◆ Work instructions ◆
A word-for-word restatement of the data is what is needed.

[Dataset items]
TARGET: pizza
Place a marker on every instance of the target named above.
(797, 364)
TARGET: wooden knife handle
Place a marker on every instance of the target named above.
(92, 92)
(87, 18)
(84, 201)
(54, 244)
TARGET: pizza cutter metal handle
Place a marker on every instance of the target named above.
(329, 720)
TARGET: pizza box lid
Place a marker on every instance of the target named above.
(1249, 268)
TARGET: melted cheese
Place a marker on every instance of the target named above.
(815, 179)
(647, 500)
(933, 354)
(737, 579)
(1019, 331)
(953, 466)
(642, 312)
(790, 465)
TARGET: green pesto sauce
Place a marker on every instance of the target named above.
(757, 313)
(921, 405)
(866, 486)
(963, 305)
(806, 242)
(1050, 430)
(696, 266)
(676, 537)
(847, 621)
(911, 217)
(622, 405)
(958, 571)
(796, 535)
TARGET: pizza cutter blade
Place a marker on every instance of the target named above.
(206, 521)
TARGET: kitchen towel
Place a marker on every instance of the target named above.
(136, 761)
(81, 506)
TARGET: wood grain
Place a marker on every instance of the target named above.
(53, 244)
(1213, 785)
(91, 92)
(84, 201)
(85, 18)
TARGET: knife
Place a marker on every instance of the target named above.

◆ Task response ◆
TARGET: pizza
Place a marker on every instance of the target named above.
(797, 364)
TARGET: wooden knife handle
Place a marker on every instance of the target named above.
(92, 92)
(87, 18)
(84, 201)
(54, 244)
TARGET: pizza cutter metal handle
Place a marker on every instance of the target named above.
(329, 720)
TARGET: pizza box lid
Place a marker on every instance of the target named above.
(1249, 268)
TARGET: melted cheese
Place a marker on every instance of the target named above.
(815, 179)
(647, 500)
(933, 354)
(737, 579)
(1019, 331)
(953, 466)
(642, 312)
(790, 465)
TARGET: green pesto sauce
Place a marker on every instance of the target named above.
(757, 313)
(921, 405)
(866, 486)
(963, 305)
(806, 242)
(1050, 430)
(696, 266)
(676, 537)
(847, 621)
(911, 217)
(622, 405)
(958, 571)
(796, 535)
TARGET: pizza cutter blade
Place a marker on every instance of the target named above.
(206, 521)
TARGET: kitchen towel
Place a marker on every instance of the target named above.
(136, 761)
(81, 506)
TARGET: wood grain
Place a marker on every instance of the target named above.
(53, 244)
(1213, 785)
(91, 92)
(84, 201)
(85, 18)
TARGET: knife
Place a marker on every instance of the target named above.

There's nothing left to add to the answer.